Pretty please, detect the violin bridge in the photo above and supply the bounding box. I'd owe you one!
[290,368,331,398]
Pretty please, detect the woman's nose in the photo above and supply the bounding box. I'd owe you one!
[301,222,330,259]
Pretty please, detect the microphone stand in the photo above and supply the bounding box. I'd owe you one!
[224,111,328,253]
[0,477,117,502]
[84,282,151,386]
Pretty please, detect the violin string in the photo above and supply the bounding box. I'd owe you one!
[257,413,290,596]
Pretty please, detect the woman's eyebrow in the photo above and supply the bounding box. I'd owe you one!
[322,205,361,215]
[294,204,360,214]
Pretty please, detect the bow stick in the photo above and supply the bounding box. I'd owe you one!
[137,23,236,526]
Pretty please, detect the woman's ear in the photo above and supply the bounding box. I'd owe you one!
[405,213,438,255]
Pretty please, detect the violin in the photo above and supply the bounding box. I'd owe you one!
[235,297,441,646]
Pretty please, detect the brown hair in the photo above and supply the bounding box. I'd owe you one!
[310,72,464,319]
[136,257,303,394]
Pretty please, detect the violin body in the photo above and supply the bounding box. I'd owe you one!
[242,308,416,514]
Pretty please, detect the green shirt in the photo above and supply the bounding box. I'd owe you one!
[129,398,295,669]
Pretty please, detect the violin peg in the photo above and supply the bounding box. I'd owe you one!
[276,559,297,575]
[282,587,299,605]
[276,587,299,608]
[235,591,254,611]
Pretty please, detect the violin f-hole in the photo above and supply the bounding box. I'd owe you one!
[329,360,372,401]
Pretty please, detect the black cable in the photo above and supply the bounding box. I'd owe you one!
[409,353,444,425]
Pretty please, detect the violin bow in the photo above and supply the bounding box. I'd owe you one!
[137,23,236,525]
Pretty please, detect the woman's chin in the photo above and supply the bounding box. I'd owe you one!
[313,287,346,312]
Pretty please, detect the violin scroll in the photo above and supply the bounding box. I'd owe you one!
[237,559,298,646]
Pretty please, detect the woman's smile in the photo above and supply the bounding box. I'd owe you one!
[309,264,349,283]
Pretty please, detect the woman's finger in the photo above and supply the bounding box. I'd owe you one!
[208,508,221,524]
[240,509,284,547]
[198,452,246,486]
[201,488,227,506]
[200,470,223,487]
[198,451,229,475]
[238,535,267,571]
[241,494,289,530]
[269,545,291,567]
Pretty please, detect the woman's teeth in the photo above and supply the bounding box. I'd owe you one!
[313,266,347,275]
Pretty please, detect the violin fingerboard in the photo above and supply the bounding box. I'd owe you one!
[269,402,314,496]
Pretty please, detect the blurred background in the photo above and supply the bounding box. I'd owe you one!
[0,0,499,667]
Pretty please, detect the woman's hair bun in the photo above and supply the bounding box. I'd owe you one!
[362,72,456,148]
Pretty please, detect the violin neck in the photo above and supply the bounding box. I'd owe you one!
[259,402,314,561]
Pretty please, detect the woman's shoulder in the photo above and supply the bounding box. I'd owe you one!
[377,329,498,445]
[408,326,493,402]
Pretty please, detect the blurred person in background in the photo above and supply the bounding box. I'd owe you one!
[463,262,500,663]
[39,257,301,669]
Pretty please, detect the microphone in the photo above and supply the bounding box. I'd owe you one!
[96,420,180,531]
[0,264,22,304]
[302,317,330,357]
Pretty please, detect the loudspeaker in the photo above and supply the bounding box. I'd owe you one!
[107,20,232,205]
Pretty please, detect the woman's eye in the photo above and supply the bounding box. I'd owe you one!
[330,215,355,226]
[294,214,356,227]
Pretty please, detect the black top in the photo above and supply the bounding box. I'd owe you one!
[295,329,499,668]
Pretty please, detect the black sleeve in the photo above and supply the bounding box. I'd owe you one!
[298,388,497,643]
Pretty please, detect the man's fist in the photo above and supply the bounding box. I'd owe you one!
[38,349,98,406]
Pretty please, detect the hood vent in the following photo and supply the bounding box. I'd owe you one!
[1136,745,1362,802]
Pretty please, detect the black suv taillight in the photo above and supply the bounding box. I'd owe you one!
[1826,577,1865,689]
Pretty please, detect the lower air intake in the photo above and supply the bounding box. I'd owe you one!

--

* _WHAT IS REQUIRED_
What is needed here is an exact reproduction of all the entries.

* _OUTPUT OF THE TASK_
Pretty please, detect the violin bridge in the photo above and supply the bounding box. I'd owe you one!
[290,368,331,398]
Pretty please, detect the woman's nose in the photo above and supply the bounding box. I'd owe you one!
[301,222,330,259]
Pretty please, detect the microphone stand in the photo above and supply the bounding box. I'd owe you one!
[224,111,328,253]
[0,477,117,502]
[84,282,151,386]
Pretty please, detect the violin string in the photo above and supply the bounding box. I'd owe you one!
[257,413,290,596]
Pretty please, detect the woman's eyebrow in the photo above and supply the bounding box. I'd owe you one!
[322,205,361,215]
[294,204,360,214]
Pretty please, detect the bow stick in the photo above and supply the bounding box. I'd owe you one!
[137,23,236,526]
Pretty please, detect the woman's ear in the photo above and supply the bounding box. I'd owe you one!
[405,213,438,255]
Pretty please, detect the violin in the photo above and supply the bounding box. I'd owe you one!
[235,297,441,646]
Pretty please, detect the brown hair in the photo above and supply the bounding box. I'd owe you one!
[310,72,464,319]
[136,257,303,394]
Pretty please, detect the violin body in the photo above and supply the bounding box. I'd owe you one!
[242,308,416,514]
Pretty please, detect the green shirt in the photo above and supply the bounding box. I'd owe you one!
[129,398,295,669]
Pretty please, detect the violin peg in the photo above and supply the bounding box. I'd owe you one!
[276,559,297,575]
[282,587,299,605]
[276,587,299,608]
[235,591,254,611]
Pretty please, detect the violin f-hole in the photo above and supply the bounding box. I'd owe you one!
[329,360,372,401]
Pretty please, detect the black cable in the photo above and supply the bounding box. I'd owe you one!
[409,353,444,425]
Pretty please, detect the violin bow in the photo above and supply the bounding box. I'd owe you one!
[137,23,236,525]
Pretty please, detect the woman's chin in the photo above and supply the bounding box. I'd owe you one!
[313,287,346,312]
Pretty please, detect the violin scroll in the photo above and supply the bounding box. I'd owe you one!
[237,559,298,646]
Pretty please, detect the woman's smile in the photo above and supply the bounding box. I'd owe you one!
[309,264,349,283]
Pretty please, detect the woman's finger in the photo above and supply the bounding box. I'd owe you one!
[208,508,221,524]
[240,509,284,547]
[198,452,246,486]
[201,488,227,506]
[200,470,223,487]
[198,451,229,475]
[238,535,267,571]
[241,494,289,530]
[269,545,291,567]
Pretty please, detect the woman's teeth in the photo above and supply the bounding box. I'd owe you one!
[313,266,347,275]
Pretty please, detect the violin fingerboard in the photo above and supply the bounding box. I'd owe you one!
[269,402,314,496]
Pretty please, detect the blurred background in the photo above and supply the bounding box. I'd owe you one!
[0,0,499,667]
Pretty please, detect the woman's hair bun in the photo above and supply the bounding box. I'd owe you one!
[362,72,456,148]
Pretty please, detect the violin neck in the photo above and supply the bounding box. I'd owe you one!
[259,402,314,561]
Pretty please, detect the woman's shoulder in the photo above and supply the bounding box. I'd owe you one!
[377,329,498,445]
[408,326,493,402]
Pretty please, detect the blurred person in background in the photo above and supply the bounding box. I'd owe you one!
[463,262,500,663]
[39,257,301,669]
Pretty please, detect the microphone in the photo above and supply the bounding box. I'd owe you one!
[96,420,180,531]
[0,264,22,304]
[302,317,330,357]
Pretty please, detect the loudspeaker in the photo above and supply the bounding box. I'd owe you one!
[107,20,232,205]
Pretty please, detect the woman's eye in the photo above and supply the bounding box. I'd owe you one!
[330,215,355,226]
[294,214,356,227]
Pretty please, detect the black top in the photo above and supply the bounding box. I'd owe you one!
[295,329,499,668]
Pretty please, detect the black sleeve in the photo above and supply the bounding box. I'd owe you one!
[298,388,497,643]
Pretty please, detect the man's fist in the photo above and supply the bounding box. I'd owe you one!
[38,349,98,406]
Pretty please, detect the hood vent in the following photo and supply the bounding box. I'd owe you one!
[1136,745,1362,802]
Pretty please, detect the black suv taillight in the photo above and supply the bounding box. I'd owe you one!
[1826,577,1865,689]
Pretty please, detect the lower air intake in the photo above and supply the bounding box. I'd owe you one!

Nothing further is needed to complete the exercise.